▸ **TASK OBJECTIVE**
Go through the entries below and print each one exactly, leaving out pictures.

···

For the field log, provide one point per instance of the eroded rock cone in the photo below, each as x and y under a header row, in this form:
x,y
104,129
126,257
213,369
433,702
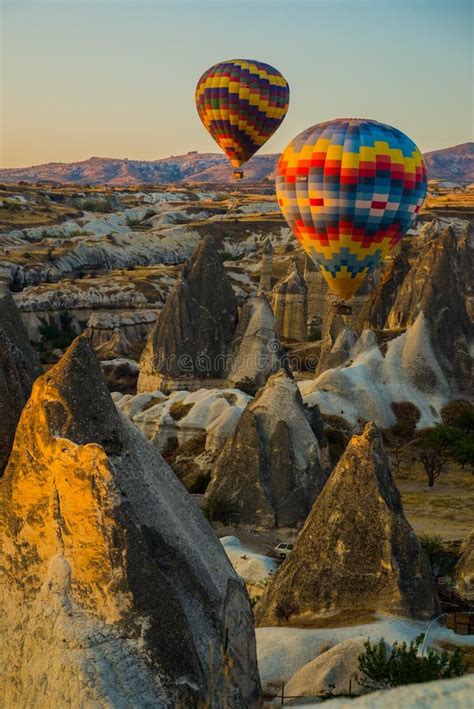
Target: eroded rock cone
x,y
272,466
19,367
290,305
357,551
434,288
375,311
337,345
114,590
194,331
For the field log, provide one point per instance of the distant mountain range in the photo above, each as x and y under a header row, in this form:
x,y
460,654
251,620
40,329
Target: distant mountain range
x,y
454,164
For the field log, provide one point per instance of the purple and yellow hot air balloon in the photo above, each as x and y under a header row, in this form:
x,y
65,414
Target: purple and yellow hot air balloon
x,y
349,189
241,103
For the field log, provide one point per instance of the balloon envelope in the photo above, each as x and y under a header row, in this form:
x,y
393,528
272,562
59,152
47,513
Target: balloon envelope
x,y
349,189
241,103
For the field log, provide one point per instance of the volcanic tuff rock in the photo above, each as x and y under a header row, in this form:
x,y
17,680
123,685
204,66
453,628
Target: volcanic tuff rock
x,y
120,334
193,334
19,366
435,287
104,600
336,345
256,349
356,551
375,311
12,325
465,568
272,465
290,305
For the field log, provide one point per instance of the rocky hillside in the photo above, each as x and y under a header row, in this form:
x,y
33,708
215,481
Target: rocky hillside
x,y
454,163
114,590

···

▸ **RESULT FOR THIS TASK**
For the field log, provide one point per instance of the eroded rock cone in the photo below, each as x and y under a header row, in this form:
x,y
104,129
126,257
213,369
433,702
Target: eroded rock cone
x,y
272,466
19,367
290,305
357,551
434,288
375,311
337,345
114,590
194,331
For the field log, provide one point per instance of the distant mountain range in the photo above, each as x and y under a header row, in this form:
x,y
460,654
251,620
40,329
Target: distant mountain range
x,y
454,164
For the field log, provide one point per instance of the purple and yellow hot air balloon in the photo above, each as x and y under a header row, in this form:
x,y
65,414
Target: purple and yellow hot air balloon
x,y
349,189
241,103
For the field log, provide one point per instance of the balloon envelope in the photo above, each as x and y under a header row, in this form:
x,y
393,528
272,562
59,152
47,513
Target: balloon envelope
x,y
349,189
241,103
For the field log, provide one point per instance of the volcanic tuff rock in the photo above, each as x and y under a header row, in this form:
x,y
17,680
123,685
204,66
453,628
Target: volcanic tuff rock
x,y
120,334
193,334
19,366
435,287
104,600
336,345
256,349
356,551
375,311
12,325
465,568
272,465
290,305
For the field log, provide one point per instance of the rocky hillside in the photo above, each as x and y under a header row, in this form:
x,y
33,708
215,481
Target: rocky hillside
x,y
454,163
114,590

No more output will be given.